Assigned task ::
Only the lines from the one containing "of the dark" through the end of the listing are to be transcribed, exactly and with both ends included.

Extracted information ::
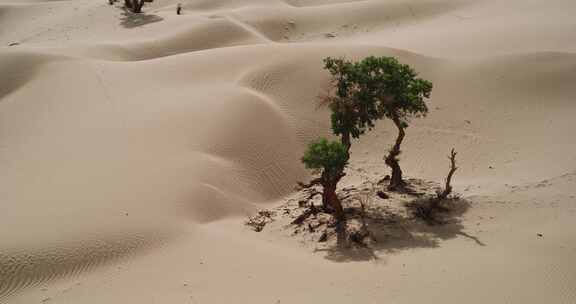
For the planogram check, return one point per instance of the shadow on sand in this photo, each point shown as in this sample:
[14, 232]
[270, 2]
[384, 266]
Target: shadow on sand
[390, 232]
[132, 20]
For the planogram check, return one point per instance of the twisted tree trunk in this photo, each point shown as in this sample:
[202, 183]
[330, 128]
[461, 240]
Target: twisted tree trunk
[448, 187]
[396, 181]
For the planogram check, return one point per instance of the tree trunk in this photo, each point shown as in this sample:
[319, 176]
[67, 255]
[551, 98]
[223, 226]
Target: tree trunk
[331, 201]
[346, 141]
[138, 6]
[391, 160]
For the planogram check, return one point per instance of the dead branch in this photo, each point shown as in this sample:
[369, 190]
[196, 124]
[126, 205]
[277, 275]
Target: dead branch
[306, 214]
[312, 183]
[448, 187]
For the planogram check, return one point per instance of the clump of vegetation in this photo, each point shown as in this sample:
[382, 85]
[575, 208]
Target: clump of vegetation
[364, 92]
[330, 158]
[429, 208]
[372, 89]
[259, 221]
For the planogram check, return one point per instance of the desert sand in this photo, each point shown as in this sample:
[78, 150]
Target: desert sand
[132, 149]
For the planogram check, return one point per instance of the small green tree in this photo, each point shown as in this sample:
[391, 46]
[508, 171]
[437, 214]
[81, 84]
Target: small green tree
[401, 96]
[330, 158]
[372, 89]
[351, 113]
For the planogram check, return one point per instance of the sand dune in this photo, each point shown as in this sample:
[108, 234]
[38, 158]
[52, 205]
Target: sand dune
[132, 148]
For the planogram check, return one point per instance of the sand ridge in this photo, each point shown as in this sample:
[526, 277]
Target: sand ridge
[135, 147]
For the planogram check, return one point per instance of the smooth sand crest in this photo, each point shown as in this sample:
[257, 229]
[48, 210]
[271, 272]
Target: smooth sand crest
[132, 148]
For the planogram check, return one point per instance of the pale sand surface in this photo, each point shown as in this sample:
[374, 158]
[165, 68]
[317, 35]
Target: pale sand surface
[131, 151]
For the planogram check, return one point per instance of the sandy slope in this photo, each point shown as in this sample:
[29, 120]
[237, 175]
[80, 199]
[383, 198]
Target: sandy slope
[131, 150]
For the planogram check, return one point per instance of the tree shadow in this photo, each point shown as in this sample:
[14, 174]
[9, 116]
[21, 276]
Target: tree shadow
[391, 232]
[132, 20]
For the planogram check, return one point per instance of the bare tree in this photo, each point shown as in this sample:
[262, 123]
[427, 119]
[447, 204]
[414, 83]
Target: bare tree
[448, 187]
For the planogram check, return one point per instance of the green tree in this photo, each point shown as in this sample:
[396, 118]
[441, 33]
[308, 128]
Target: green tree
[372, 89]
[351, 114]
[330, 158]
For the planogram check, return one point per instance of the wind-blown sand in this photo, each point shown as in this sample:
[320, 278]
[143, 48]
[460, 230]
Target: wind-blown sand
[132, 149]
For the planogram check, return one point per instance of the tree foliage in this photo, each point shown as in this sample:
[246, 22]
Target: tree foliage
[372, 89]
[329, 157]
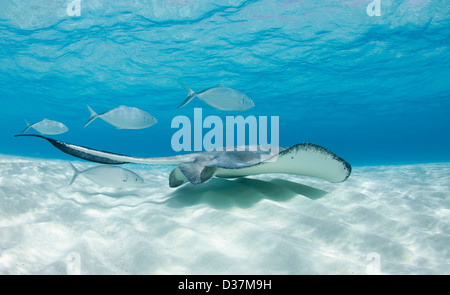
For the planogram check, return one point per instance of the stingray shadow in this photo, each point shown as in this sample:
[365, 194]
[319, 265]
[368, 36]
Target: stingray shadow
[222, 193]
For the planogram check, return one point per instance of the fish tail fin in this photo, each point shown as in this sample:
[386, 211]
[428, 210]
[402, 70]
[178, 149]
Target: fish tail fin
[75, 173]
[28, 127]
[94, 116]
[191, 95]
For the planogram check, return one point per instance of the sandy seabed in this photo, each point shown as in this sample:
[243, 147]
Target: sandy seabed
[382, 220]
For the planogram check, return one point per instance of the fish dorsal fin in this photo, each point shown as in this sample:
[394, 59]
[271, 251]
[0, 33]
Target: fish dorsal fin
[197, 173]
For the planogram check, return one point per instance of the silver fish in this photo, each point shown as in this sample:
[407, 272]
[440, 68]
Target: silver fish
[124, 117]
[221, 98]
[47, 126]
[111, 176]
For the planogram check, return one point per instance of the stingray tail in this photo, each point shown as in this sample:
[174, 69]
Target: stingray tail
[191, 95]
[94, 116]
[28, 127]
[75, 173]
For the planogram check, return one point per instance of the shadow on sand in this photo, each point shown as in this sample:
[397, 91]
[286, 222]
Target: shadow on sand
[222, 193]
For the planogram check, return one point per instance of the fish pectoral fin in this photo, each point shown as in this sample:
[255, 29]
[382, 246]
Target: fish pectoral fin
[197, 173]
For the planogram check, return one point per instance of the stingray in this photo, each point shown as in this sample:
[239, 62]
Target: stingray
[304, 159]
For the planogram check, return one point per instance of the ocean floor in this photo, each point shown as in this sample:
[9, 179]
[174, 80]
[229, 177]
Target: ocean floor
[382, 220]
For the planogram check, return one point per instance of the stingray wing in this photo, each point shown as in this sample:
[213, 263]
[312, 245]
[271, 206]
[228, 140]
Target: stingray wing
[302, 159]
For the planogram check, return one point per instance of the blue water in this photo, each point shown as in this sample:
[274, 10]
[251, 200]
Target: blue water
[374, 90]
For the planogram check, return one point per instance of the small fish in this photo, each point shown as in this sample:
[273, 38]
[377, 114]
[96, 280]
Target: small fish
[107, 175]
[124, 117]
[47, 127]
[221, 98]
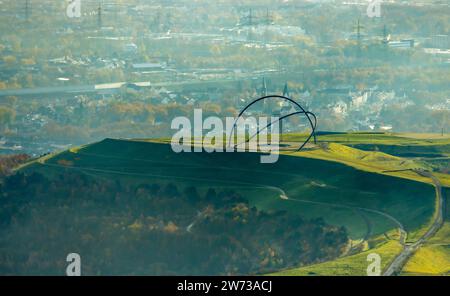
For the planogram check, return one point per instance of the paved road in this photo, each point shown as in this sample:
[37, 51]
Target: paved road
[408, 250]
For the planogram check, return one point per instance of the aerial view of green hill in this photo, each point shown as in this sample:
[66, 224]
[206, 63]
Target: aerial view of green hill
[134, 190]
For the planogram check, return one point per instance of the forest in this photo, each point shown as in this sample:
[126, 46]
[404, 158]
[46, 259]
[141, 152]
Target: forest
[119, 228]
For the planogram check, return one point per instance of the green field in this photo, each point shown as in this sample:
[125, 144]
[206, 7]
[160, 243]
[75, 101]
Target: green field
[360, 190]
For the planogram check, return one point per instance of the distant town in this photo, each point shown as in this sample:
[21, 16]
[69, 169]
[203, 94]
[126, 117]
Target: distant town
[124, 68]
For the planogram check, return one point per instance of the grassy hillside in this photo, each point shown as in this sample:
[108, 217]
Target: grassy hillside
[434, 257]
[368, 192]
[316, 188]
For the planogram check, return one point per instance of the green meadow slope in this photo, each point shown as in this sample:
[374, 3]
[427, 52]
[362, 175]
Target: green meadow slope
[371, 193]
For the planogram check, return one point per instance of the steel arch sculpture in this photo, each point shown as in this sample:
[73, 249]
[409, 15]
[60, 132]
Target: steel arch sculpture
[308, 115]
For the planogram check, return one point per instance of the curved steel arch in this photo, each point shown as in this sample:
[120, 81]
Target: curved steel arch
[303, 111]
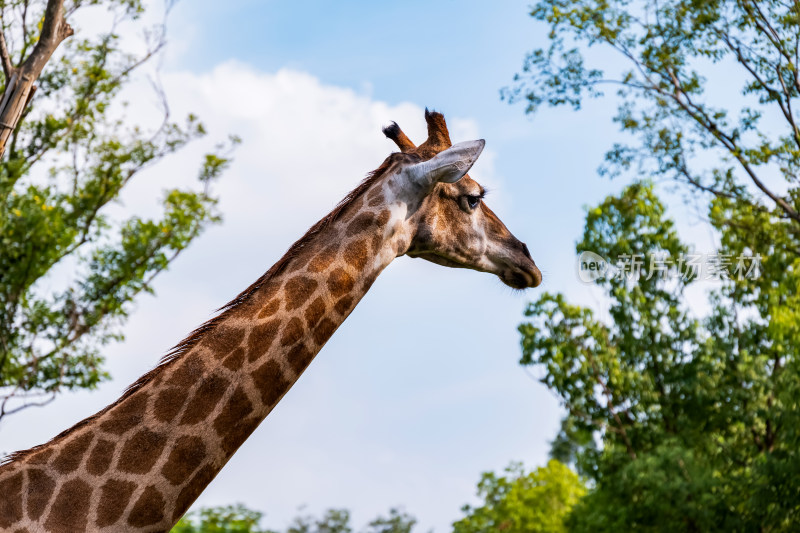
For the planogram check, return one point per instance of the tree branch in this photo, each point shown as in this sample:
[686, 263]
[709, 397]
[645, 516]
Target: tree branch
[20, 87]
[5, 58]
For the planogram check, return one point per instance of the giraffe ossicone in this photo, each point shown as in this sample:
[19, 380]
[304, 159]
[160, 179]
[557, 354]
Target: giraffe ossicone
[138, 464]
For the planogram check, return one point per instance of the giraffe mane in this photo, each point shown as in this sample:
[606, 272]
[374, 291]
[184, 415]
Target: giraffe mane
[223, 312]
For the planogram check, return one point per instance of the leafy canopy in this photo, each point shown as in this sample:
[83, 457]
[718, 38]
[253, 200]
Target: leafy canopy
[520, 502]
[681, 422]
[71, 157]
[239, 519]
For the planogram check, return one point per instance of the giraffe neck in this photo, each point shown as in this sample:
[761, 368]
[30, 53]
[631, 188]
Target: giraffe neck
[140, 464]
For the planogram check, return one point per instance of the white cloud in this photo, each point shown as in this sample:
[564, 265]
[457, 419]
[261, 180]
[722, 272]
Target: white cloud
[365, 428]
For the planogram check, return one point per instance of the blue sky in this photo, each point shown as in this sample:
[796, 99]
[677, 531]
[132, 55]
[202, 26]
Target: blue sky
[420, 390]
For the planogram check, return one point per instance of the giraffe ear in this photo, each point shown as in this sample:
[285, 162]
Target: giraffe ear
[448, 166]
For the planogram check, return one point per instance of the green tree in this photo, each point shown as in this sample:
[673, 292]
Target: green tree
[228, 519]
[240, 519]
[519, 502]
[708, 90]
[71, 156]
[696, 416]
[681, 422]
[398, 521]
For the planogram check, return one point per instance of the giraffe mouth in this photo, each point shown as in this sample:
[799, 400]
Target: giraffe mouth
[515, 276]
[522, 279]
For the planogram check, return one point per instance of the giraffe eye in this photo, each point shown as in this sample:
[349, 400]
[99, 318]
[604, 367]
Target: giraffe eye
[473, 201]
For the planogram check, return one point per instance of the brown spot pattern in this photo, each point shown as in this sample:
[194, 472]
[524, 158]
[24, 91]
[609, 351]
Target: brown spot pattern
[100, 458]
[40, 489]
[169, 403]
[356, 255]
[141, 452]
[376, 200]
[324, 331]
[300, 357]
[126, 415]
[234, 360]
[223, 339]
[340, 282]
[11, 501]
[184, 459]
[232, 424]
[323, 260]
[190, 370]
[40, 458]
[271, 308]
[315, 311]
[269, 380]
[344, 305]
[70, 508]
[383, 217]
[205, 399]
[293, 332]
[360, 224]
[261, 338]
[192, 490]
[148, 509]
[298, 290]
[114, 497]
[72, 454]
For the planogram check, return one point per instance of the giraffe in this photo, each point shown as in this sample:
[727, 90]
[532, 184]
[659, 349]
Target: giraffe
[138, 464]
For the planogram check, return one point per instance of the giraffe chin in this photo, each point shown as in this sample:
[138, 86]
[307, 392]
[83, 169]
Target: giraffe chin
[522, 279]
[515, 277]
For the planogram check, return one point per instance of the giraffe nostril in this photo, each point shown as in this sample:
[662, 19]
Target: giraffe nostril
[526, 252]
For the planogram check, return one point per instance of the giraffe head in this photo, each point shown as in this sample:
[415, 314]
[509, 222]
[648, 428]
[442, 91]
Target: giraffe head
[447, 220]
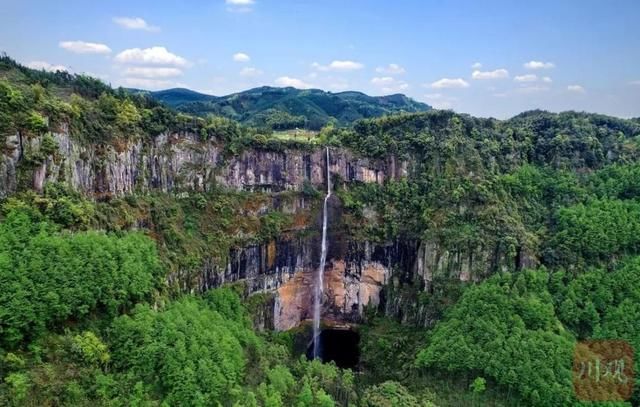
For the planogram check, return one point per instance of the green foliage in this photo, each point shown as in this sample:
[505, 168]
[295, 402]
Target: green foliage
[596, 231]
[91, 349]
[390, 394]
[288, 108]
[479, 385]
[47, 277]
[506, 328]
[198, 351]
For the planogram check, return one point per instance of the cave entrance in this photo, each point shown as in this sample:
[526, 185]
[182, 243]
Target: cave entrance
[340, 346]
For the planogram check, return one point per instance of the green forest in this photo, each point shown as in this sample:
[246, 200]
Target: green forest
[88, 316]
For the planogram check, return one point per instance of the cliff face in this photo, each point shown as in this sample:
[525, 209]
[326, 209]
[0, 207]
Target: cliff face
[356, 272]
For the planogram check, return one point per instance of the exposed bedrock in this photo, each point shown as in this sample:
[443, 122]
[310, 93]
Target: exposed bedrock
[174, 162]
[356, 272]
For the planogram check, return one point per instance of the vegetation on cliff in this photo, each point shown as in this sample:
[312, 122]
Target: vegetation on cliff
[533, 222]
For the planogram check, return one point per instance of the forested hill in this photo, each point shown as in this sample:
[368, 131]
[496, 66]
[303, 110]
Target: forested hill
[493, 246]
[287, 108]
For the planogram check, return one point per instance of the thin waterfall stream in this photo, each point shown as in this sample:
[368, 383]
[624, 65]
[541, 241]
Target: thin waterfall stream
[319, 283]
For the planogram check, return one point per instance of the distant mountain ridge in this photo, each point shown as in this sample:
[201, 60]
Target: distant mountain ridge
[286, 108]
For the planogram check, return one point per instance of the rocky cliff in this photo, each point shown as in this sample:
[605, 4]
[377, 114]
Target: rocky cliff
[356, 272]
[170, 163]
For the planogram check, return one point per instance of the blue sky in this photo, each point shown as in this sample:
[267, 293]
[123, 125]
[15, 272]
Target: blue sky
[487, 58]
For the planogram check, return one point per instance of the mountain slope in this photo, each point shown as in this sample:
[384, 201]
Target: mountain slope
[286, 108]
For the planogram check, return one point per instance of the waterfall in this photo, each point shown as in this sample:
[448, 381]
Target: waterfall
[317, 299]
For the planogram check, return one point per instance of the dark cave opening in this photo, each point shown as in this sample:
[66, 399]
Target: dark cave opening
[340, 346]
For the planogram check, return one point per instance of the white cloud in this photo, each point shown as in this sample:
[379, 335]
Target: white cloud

Answer to this task ::
For the planogram check, return one point per instance of the dark cave opening in this photo, each point shown as in this sample:
[66, 399]
Target: dark cave opening
[340, 346]
For the planogram check, return one point per instance of the white cloud in this photo, each point shown as in this sample:
[379, 335]
Target: white cloud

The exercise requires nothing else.